Flannery O'Connor's short story “A Temple of the Holy Ghost” is a narrative greatly interested in the question of bodies and how they relate to God and other bodies. This issue is explored through the eyes of a 12-year-old referred to simply as “the child,” and through her interaction with the people around her – in particular, albeit indirectly, with a carnival “freak” – a person of anomalous body type described to her by two teenage second cousins visiting the child and her mother for the weekend. Early in the story, the child establishes a hermeneutic for reading bodies and persons through the chatter of these two second cousins: a nun at the convent where they attend school told them that if a young man should “behave in an ungentlemanly manner with them in the back of an automobile,” they were to say “Stop, sir! I am a Temple of the Holy Ghost!” (85), a phrase echoed, then, by the child in her meditations throughout the narrative.

 

The child considers herself, for the most part, above most of the other characters in the story. She quickly assesses the two older girls as “practically morons” and is “glad to think that they [are] only second cousins and she couldn't have inherited any of their stupidity” (83). Similarly, she characterizes one of the Wendell boys, who come to dinner to entertain the two older girls, as a “big dumb ox” and a “big dumb Church of God ox” (90). Her final analysis of all four of these characters is “Those stupid idiots” (90), and in her bedtime prayers she thanks God fervently that she is not in the Church of God – a thanksgiving seemingly a bit ironic and self-contradictory, but for the fact that earlier she notes that both Wendell boys should both be Church of God preachers “because you don't have to know anything to be one” (86).
__________
**TASKS**:
**A)** Pull out every line of the rows that contains the word "snow".
**B)** Go on with the essay on O'Connor's "A Temple of the Holy Ghost," picking up after its last sentence.
The text and the rows come from unrelated sources.

Spatial annotation rows
__________
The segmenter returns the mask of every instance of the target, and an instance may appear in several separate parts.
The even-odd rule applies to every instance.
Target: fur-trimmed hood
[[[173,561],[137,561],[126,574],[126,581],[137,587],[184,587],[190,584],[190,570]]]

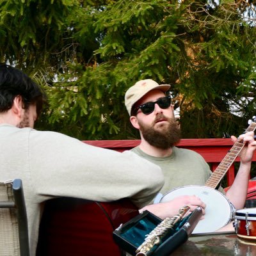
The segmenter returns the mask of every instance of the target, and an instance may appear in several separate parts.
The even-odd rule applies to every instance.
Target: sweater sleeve
[[[32,130],[29,155],[31,179],[41,200],[45,196],[100,202],[128,197],[141,207],[164,182],[159,166],[133,152],[93,147],[60,133]]]

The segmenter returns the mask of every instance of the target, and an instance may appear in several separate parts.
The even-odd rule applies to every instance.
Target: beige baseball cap
[[[124,97],[125,104],[129,115],[131,116],[132,106],[148,92],[158,89],[165,93],[170,87],[170,84],[159,84],[152,79],[139,81],[134,85],[130,87],[125,93]]]

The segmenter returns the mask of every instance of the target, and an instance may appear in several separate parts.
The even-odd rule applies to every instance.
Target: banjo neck
[[[245,132],[254,131],[256,129],[256,123],[252,122],[245,131]],[[223,158],[216,169],[206,181],[205,186],[216,189],[222,178],[226,174],[227,172],[233,164],[236,158],[237,157],[241,150],[244,147],[244,144],[243,142],[236,142],[228,154]]]

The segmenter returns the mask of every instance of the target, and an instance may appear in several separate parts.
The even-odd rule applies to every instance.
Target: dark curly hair
[[[38,116],[41,113],[46,96],[41,88],[21,70],[0,63],[0,113],[10,109],[15,97],[20,95],[25,110],[35,104]]]

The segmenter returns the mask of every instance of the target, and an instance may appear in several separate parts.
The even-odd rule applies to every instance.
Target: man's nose
[[[163,109],[158,106],[157,103],[155,104],[154,111],[156,113],[163,113]]]

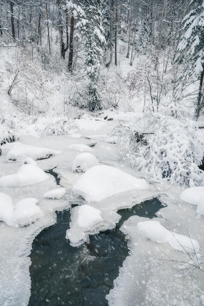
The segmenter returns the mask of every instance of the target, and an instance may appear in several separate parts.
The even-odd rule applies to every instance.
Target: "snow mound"
[[[12,198],[2,192],[0,193],[0,221],[6,222],[12,214],[13,204]]]
[[[54,199],[62,198],[66,193],[66,189],[63,187],[56,188],[45,192],[43,196],[43,197]]]
[[[36,162],[31,157],[27,157],[27,158],[25,158],[25,159],[24,160],[23,162],[24,164],[29,164],[29,165],[37,166],[37,167],[38,167],[38,165]]]
[[[1,176],[0,178],[0,186],[28,186],[42,182],[48,177],[44,171],[38,167],[25,164],[20,167],[17,173]]]
[[[91,153],[80,153],[73,160],[72,171],[73,172],[86,172],[90,168],[99,163],[96,157]]]
[[[88,139],[105,140],[107,137],[108,135],[107,134],[97,134],[96,135],[89,135],[89,136],[86,136],[85,138]]]
[[[127,190],[148,188],[144,179],[136,178],[113,167],[99,165],[92,167],[82,175],[72,191],[91,202]]]
[[[196,240],[168,230],[159,221],[139,222],[137,228],[142,236],[159,243],[168,243],[175,250],[194,253],[200,249]]]
[[[94,235],[103,228],[103,218],[100,210],[88,205],[76,206],[71,210],[70,228],[66,232],[66,239],[72,246],[79,246],[89,241],[89,235]]]
[[[68,147],[67,149],[69,150],[73,150],[75,151],[80,151],[81,152],[91,152],[92,149],[87,146],[87,145],[83,144],[73,144],[70,145]]]
[[[204,197],[203,186],[189,187],[183,190],[180,195],[181,200],[194,205],[198,204],[199,200],[202,197]]]
[[[101,211],[90,205],[83,205],[79,207],[77,223],[81,227],[88,228],[103,221]]]
[[[196,212],[204,216],[204,187],[193,187],[185,189],[181,194],[180,197],[187,203],[197,205]]]
[[[82,137],[81,134],[78,134],[77,133],[75,133],[74,134],[70,134],[68,136],[69,137],[72,137],[74,138],[80,138]]]
[[[12,149],[8,153],[6,159],[7,161],[18,162],[23,161],[27,157],[31,157],[35,160],[43,159],[61,153],[61,151],[51,149],[39,148],[17,142],[12,145]]]
[[[10,226],[24,226],[31,224],[42,216],[42,210],[34,198],[24,198],[14,206],[10,197],[0,193],[0,220]]]

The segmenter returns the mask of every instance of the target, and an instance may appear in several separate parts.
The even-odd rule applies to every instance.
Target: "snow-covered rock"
__________
**ANSWERS FOR THE EXERCISE**:
**A)**
Target: "snow mound"
Target: "snow-covered rock"

**B)**
 

The child has her quiet moments, however, moments of genuine human compassion. When her mother speaks of their boarder, the unmarried teacher Miss Kirby, as “that poor soul” who is “so lonesome she'll even ride in that car that smells like the last circle in hell” (86) -- referring to the car of her suitor, Mr. Cheatam – the child reflects that “[Miss Kirby]'s a Temple of the Holy Ghost, too” (86). This is an important point, because, in acknowledging her as a “Temple of the Holy Ghost,” the child is acknowledging Miss Kirby's status as a person, a complete subject with individual worth – something not necessarily the norm in a society in which little value is given to unmarried women.

 

The real turning point, however, for the child, comes relatively near the end of the story, when the two older girls describe “the freak” which they saw at the carnival to her. This “freak” is referred to as “it” and “the you-know-what” by the girls, and is “a man and a woman both” (95). This “freak” walks back and forth between two sides of the carnival tent, segregated along gender lines by a black curtain, displaying h/er body to the audience, and delivers the following dialogue:

 

He made me thisaway [...]. This is the way He wanted me to be and I ain't disputing His way. I'm showing you because I got to make the best of it. [...] I never done it to myself nor had a thing to do with it but I'm making the best of it. I don't dispute hit. (95)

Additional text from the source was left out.